## EXERCISE OBJECTIVE
According to the PTSD study extract, how many symptom items does the PTSD Checklist Military Version (PCL-M) have?

## PAGE EXTRACT
'''

To better understand the role of miRNAs in PTSD symptoms, we compared military personnel with and without PTSD using next generation sequencing of total miRNA from blood samples. This approach was selected for its unbiased ability to identify miRNA related to PTSD without being limited to predicted miRNA of interest. We tested the hypothesis that expression of miRNA in peripheral blood of military personnel with PTSD would significantly differ from combat matched controls without PTSD.

2. METHODS

2.1. Participants

In this study, a sample of military personnel (24 males, age 33.25 years ± 7.55) from a larger study on sleep (findings previously reported (Mysliwiec et al., 2013)) were evaluated for PTSD. Active duty military personnel who had returned from deployment with Operation Enduring Freedom or Operation Iraqi Freedom within 18 months were eligible for participation. Demographic characteristics analyzed in this study included age, race, education, body mass index (BMI), deployment history, and medication use. Medications that participants were taking at the time of their evaluation were assessed including antidepressants, atypical antipsychotics, benzodiazepines, non-benzodiazepine receptor agonists (NBDRA), prazosin, and narcotics.

2.2. Assessment for PTSD, mTBI, and Depression

PTSD symptoms were assessed at two time points using the PTSD Checklist Military Version (PCL-M), which has 17 symptom items that are consistent with the DSM-IV-TR. A score of 50 or higher on the PCL-M is accepted to approximate a clinician assessed diagnosis of PTSD for purposes of informing diagnosis in high risk populations (Betthauser, Bahraini, Krengel, & Brenner, 2012; Forbes, Creamer, & Biddle, 2001). Based on the symptom inventory, subjects were classified into the PTSD (PCL-M>50) or control group (PCL-M<50). The Warrior Administered Retrospective Casualty Assessment Tool (WARCAT) was used to determine if a TBI occurred during the most recent deployment. To be included as a control, participants could not have any reported concussion or other head injury within the previous two years. Depression symptoms were assessed using the 16 item Quick Inventory of Depressive Symptomatology (QIDS) questionnaire (Trivedi et al., 2004).

'''

## EXCERPTED DATA
'''

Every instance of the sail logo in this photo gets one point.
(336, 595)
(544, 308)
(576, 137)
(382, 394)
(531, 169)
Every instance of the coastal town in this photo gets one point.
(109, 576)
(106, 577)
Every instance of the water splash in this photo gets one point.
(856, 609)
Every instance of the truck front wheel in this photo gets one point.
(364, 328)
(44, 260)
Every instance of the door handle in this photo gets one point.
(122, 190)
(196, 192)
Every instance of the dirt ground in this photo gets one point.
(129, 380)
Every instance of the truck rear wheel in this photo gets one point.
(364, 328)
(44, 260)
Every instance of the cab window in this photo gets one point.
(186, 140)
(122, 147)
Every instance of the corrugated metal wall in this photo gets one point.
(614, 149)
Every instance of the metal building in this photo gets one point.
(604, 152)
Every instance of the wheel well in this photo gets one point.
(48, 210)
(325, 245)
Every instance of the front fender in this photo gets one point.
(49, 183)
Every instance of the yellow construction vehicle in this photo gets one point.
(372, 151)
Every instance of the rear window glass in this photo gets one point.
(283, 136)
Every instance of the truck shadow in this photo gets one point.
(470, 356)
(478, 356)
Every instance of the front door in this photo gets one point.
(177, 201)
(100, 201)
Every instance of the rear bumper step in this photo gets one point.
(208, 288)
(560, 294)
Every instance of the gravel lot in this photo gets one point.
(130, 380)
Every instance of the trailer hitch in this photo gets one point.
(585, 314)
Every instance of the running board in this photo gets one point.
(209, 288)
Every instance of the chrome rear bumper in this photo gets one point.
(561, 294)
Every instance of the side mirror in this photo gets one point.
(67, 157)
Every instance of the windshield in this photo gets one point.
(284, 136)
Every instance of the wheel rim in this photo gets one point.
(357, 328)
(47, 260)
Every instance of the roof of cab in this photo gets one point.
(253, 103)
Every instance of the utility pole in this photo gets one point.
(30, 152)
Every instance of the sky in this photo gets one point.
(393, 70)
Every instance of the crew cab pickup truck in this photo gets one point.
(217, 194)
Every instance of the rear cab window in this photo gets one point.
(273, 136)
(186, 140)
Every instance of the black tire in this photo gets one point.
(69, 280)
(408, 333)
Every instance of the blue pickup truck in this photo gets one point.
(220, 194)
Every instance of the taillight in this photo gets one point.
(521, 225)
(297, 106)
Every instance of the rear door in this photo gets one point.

'''

## RESPONSE AREA
17